-------- TEXTO PARA LEITURA
III- A mediação na perspectiva de Vygotsky O conceito de mediação é central na teoria de Vygotsky. Em Oliveira (1992), uma das estudiosas deste teórico, encontramos uma síntese que esclarece o conceito de mediação em Vygotsky: "Enquanto sujeito de conhecimento, o homem não tem acesso direto aos objetos, mas um acesso mediado, isto é, feito através dos recortes do real operados pelos sistemas 4

simbólicos de que dispõe. O conceito de mediação inclui dois aspectos complementares. Por um lado, refere-se ao processo de representação mental: a própria ideia de que o homem é capaz de operar mentalmente sobre o mundo supõe, necessariamente, a existência de algum tipo de conteúdo mental de natureza simbólica, isto é, que representa os objetos, situações e eventos do mundo real no universo psicológico do indivíduo".
----------------
-------- REGISTROS
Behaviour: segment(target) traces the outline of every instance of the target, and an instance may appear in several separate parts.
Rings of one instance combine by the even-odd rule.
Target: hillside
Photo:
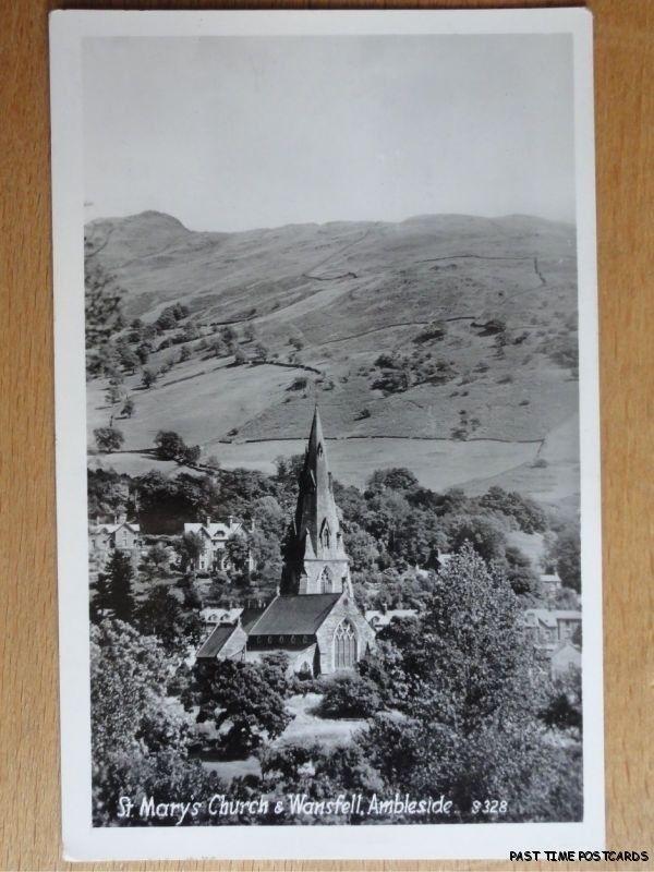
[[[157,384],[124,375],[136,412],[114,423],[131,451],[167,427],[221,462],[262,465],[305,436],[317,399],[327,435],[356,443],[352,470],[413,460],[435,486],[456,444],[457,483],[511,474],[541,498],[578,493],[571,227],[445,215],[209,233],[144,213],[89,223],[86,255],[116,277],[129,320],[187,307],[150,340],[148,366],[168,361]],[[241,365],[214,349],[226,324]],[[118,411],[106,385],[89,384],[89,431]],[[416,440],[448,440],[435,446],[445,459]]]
----------------
-------- REGISTROS
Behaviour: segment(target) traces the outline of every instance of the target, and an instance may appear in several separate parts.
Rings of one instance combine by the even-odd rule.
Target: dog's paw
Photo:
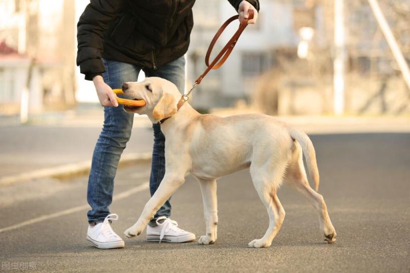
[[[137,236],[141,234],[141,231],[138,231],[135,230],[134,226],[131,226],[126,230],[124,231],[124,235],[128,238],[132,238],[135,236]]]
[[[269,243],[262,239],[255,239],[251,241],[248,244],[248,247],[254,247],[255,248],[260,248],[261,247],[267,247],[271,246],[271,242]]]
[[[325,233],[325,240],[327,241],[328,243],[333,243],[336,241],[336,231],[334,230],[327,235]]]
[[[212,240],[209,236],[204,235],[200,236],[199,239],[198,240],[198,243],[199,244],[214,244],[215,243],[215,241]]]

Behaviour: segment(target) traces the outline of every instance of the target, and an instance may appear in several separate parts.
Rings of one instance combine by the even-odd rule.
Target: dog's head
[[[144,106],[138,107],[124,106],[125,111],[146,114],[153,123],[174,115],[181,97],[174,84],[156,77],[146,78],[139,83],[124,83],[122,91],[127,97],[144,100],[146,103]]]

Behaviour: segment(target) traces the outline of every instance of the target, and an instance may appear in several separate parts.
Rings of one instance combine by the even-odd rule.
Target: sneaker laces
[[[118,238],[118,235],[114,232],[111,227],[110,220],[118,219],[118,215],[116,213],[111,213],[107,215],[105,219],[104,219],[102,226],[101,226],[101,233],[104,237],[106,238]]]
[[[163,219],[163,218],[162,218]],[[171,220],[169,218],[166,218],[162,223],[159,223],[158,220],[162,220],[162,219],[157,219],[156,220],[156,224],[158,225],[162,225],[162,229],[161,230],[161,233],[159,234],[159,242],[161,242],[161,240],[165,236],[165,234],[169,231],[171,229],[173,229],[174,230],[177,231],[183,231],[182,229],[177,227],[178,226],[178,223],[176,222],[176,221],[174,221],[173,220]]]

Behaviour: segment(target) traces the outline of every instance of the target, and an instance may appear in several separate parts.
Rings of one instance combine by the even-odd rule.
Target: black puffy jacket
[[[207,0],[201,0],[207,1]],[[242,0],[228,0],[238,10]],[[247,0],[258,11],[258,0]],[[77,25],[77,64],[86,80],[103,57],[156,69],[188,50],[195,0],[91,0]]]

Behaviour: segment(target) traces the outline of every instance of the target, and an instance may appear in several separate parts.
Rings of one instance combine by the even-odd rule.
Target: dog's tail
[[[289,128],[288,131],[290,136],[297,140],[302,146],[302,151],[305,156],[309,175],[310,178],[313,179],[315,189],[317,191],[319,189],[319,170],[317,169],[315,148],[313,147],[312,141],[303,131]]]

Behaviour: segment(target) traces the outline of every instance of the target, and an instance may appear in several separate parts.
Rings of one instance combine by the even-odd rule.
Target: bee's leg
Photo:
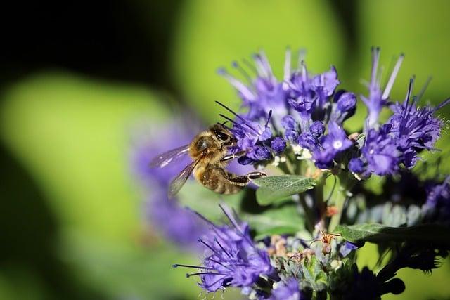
----------------
> _QUESTÕES PROPOSTAS_:
A) Responda com base no texto sobre a mediação em Vygotsky:
(i) Que conceito o texto afirma ser central na teoria de Vygotsky?
(ii) Qual estudiosa de Vygotsky é citada e em que ano foi publicada a obra mencionada?
(iii) Quantos aspectos complementares inclui o conceito de mediação?
B) Dê continuidade ao texto sobre a mediação em Vygotsky a partir da última frase apresentada.

> _RESPOSTAS_:
A)
(i) O conceito de mediação.
(ii) Oliveira, em 1992.
(iii) Dois.

B)
A aprendizagem acontece com a mediação de pais, irmãos, educadores, tutores ou quaisquer pessoas que proporcionem cuidados a outra pessoa. Na perspectiva de Vygotsky, a relação do homem com o mundo não se dá de uma forma direta, mas através de uma relação mediada, onde se empregam instrumentos ou símbolos que funcionam como ferramentas auxiliares para a mediação. Para Vygotsky, a linguagem é o instrumento do pensamento. A fala introduz mudanças qualitativas na forma de cognição da criança, reestruturando diversas funções psicológicas como a memória, a atenção voluntária, a formação de conceitos, etc. A linguagem é uma ferramenta de extrema importância, porque age na estrutura do pensamento, é básica para a construção do conhecimento. Pela linguagem, a criança pode lidar com sistemas simbólicos e chegar a abstrações e generalizações. Ela atua na criança no que Vygotsky denomina de zona de desenvolvimento proximal, que é a distância entre seu desenvolvimento real, determinado por meio da solução independente de problemas e o nível de seu desenvolvimento potencial, determinado pela solução de problemas sob a orientação de um adulto ou em colaboração com companheiros mais capazes. O nível de desenvolvimento mental de um aluno não é determinado pelo que ele pode fazer de forma independente; é necessário que ele saiba o que faz, mesmo que ainda necessite pedir ajuda a outra pessoa. Quando o aluno começa a construir essa autonomia de ação, é sinal que está desenvolvendo a linguagem e buscando comunicação.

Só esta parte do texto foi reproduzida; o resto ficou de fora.